— start of DATA FOR THIS TASK —

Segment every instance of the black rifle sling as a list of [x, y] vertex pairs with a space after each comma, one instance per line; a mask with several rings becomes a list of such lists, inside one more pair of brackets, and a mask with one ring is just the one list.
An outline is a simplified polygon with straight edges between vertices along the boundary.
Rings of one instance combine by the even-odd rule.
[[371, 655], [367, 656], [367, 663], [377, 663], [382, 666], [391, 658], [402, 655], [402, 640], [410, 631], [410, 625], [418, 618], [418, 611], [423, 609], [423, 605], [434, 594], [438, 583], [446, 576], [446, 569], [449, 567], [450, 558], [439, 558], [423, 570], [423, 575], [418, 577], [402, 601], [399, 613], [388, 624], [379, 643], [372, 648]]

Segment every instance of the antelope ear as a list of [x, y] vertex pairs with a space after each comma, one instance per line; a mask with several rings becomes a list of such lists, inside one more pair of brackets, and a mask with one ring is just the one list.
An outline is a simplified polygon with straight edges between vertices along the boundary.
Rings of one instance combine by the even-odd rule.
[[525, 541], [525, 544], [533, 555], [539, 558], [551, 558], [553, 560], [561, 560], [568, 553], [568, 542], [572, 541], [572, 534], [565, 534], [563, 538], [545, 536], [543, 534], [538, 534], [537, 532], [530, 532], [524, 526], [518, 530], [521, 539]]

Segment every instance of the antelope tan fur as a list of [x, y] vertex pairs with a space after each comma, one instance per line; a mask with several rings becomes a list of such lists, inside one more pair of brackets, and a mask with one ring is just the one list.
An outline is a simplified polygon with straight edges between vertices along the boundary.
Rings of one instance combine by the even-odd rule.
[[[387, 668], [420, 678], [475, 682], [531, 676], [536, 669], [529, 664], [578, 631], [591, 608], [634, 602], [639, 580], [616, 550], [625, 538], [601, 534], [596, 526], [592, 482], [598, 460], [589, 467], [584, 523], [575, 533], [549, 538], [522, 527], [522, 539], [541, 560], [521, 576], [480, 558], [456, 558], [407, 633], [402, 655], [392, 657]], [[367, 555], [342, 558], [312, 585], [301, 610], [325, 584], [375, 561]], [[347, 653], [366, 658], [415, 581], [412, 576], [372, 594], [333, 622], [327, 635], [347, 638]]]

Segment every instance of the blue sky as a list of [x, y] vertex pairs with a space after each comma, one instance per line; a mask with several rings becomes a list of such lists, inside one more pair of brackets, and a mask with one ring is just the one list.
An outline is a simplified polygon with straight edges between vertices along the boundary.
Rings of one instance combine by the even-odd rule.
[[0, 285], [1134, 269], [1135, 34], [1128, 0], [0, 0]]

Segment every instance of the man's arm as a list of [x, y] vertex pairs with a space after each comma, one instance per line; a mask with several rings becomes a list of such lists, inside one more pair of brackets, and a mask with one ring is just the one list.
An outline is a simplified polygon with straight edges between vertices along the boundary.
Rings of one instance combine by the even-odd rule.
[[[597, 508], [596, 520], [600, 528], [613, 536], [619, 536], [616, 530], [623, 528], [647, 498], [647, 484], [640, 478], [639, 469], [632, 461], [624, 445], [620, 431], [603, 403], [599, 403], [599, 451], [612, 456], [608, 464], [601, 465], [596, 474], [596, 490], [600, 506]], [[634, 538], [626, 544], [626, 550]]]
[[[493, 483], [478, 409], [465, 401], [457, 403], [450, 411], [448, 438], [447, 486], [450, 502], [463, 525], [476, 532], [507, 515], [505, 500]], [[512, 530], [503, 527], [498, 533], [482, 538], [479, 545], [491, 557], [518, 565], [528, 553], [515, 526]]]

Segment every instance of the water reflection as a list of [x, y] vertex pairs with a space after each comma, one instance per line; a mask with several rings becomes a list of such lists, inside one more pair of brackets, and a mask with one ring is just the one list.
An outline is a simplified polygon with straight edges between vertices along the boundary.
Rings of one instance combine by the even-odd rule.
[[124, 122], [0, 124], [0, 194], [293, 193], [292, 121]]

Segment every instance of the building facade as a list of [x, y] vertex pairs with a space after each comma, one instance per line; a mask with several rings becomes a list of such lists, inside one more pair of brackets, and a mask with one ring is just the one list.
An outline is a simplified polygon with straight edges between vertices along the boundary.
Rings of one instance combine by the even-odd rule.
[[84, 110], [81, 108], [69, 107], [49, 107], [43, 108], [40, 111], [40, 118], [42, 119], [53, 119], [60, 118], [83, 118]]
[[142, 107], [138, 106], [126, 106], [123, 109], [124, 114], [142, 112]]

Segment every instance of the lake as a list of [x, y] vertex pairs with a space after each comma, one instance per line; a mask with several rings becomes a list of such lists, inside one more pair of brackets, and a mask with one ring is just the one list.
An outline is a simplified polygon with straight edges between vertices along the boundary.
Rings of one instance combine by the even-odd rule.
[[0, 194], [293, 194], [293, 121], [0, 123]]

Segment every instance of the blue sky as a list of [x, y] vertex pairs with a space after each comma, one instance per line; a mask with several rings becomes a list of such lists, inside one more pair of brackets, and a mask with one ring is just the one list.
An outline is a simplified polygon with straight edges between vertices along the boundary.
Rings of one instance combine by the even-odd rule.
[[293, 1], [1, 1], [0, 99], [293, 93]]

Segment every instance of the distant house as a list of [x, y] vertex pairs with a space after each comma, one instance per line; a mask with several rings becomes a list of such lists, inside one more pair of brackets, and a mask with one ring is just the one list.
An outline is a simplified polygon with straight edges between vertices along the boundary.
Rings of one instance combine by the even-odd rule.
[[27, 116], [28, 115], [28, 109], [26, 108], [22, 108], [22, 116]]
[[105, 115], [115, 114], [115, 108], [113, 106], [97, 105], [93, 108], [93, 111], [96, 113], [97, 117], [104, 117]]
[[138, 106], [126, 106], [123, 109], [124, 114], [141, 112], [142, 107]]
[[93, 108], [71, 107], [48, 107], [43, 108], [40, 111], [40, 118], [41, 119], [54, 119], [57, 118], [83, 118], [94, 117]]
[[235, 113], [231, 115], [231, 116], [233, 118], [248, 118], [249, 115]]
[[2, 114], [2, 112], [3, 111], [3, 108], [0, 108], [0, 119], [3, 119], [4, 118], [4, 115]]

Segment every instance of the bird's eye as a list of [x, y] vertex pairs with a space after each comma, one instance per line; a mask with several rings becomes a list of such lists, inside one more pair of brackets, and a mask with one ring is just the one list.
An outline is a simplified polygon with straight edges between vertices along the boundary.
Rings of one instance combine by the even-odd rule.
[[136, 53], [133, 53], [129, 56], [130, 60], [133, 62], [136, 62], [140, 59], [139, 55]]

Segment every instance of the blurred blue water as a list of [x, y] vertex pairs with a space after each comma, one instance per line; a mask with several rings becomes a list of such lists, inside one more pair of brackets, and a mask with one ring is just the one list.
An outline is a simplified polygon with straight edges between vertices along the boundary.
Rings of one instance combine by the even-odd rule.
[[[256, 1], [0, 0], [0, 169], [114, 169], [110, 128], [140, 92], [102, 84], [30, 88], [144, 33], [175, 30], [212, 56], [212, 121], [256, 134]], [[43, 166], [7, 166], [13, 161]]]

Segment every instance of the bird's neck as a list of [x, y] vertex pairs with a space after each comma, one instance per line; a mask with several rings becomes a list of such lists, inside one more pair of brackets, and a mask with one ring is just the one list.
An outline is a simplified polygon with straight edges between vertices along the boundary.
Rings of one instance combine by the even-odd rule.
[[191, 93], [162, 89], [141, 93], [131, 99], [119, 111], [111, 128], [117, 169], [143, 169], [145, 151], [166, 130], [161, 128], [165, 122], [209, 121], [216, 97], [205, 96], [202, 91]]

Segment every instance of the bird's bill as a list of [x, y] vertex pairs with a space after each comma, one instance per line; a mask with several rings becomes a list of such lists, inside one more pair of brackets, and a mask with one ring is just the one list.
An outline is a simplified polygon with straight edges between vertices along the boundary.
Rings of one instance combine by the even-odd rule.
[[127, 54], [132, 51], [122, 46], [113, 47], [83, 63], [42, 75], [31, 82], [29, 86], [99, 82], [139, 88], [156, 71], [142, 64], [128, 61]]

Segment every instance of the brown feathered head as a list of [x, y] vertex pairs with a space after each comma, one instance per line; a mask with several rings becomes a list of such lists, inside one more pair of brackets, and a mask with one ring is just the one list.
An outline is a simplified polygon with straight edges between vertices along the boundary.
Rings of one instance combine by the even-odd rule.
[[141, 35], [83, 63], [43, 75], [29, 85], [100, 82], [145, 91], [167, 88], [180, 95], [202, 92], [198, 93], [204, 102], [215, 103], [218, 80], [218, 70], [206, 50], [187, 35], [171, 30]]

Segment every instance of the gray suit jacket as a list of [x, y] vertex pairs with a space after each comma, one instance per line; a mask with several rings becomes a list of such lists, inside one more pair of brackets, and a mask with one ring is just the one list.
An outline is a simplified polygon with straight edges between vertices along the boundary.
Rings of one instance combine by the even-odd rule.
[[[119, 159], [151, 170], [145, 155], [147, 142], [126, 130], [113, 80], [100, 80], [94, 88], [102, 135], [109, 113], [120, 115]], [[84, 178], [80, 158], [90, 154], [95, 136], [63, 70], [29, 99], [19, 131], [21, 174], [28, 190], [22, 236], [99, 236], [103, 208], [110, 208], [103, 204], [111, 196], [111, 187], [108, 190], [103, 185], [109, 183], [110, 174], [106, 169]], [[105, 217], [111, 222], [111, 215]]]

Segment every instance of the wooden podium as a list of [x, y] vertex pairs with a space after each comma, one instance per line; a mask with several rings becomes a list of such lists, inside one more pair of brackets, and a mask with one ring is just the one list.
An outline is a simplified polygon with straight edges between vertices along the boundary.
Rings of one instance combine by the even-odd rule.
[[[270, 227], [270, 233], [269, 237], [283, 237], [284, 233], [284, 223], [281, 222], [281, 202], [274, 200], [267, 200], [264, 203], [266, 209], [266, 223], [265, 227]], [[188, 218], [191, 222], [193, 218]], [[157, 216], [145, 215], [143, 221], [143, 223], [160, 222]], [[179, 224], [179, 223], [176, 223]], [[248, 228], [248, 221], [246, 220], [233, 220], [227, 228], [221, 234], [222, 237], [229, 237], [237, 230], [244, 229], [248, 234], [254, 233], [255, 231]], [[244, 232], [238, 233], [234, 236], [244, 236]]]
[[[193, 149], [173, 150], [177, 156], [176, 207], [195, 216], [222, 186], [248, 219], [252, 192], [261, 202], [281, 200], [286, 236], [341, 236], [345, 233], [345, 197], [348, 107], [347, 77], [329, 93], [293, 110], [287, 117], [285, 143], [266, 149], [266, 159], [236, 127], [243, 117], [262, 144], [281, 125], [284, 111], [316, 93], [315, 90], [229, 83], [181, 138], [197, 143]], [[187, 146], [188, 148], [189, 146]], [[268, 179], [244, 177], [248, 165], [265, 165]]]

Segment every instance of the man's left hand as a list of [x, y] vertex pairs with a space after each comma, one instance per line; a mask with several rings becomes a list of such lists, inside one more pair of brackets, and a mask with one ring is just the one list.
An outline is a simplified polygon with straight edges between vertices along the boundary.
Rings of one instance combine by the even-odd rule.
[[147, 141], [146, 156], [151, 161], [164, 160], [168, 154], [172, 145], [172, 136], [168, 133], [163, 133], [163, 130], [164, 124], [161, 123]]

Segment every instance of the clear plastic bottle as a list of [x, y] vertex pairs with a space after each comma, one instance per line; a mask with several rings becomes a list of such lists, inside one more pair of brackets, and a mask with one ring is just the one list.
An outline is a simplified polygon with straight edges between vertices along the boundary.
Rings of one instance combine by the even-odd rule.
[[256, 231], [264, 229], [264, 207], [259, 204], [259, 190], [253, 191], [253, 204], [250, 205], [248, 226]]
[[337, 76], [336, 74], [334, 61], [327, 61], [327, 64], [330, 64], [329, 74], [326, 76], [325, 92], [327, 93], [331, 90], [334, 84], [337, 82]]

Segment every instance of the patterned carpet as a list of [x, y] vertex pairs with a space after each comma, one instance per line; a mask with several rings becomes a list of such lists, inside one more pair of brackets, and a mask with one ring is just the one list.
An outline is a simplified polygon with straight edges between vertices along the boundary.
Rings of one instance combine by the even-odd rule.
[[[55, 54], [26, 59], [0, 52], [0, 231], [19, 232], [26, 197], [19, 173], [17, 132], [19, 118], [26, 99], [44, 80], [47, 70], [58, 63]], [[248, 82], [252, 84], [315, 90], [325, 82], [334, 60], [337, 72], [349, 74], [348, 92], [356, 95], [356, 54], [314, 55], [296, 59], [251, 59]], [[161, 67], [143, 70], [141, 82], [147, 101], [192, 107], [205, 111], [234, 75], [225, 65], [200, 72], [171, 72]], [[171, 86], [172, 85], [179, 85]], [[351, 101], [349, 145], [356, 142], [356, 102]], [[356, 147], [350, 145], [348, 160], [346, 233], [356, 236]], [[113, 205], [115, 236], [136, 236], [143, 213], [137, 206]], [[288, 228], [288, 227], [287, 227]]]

— end of DATA FOR THIS TASK —

# [TASK BRIEF]
Copy out every line of the listing above that contains the string "water", matching case exactly.

# [TASK OUTPUT]
Segment every instance of the water reflection as a list of [x, y] vertex pairs with a space after each comma, one instance per line; a mask with several rings becomes a list of such lists, inside one more pair of brackets, and a mask with one ring is just the one list.
Segment every instance of the blurred blue water as a list of [x, y] vertex pairs with a space after each comma, one instance per line; a mask with several rings becomes a list of such lists, inside one more pair of brackets, and a mask with one ring is just the one list.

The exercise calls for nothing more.